**DIRECTIVE:**
Copy the data below verbatim, from the line containing "One point goes on every instance of the marina" through the end, both ends included.

[Entries drawn from a collection]
#####

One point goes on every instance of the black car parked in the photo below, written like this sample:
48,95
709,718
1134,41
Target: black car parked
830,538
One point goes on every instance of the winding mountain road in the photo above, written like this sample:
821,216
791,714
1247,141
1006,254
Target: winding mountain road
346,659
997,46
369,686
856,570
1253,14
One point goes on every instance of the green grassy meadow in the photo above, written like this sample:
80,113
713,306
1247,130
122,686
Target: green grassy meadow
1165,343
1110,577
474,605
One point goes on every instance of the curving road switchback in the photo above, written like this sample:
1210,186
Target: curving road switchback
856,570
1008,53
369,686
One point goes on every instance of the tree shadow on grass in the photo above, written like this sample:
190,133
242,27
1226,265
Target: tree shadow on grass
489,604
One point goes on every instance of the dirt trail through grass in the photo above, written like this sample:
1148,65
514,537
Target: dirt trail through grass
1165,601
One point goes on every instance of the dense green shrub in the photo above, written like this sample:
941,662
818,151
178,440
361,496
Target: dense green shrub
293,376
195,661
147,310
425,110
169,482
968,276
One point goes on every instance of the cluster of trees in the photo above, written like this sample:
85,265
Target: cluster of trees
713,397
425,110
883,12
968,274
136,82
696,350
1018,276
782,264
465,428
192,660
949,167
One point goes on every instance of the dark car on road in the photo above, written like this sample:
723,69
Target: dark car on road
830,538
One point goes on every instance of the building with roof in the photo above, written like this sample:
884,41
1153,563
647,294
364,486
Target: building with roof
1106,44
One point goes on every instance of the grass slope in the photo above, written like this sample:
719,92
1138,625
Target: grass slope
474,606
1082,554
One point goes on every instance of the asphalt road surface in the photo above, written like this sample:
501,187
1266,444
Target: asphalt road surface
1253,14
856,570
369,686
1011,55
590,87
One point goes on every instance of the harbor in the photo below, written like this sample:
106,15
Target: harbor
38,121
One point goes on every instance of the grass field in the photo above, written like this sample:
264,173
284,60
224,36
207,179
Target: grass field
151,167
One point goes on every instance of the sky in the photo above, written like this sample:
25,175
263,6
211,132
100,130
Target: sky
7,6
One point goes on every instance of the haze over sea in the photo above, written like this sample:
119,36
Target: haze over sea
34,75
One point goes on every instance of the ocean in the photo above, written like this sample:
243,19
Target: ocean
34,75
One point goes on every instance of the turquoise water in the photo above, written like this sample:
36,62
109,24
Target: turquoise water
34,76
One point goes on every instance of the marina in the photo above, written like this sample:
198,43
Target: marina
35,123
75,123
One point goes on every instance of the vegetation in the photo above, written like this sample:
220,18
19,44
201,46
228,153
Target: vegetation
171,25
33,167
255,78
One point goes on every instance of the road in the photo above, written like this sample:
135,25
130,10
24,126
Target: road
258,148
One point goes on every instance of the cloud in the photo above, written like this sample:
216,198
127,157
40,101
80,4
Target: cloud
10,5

#####

**EXERCISE RESPONSE:**
One point goes on every instance of the marina in the photo above, written like this sample:
198,43
Target: marina
35,123
75,123
One point goes on every instance of the vegetation in the photo above, written like this sample:
220,18
19,44
201,46
228,153
Target: vegetation
171,25
33,167
255,78
One point goes on every instance of the road in the photo above, written like this sample:
135,25
130,10
24,126
Target: road
258,148
One point goes on every instance of the cloud in the photo above, written like this sample:
216,198
127,157
40,101
80,4
Target: cloud
10,5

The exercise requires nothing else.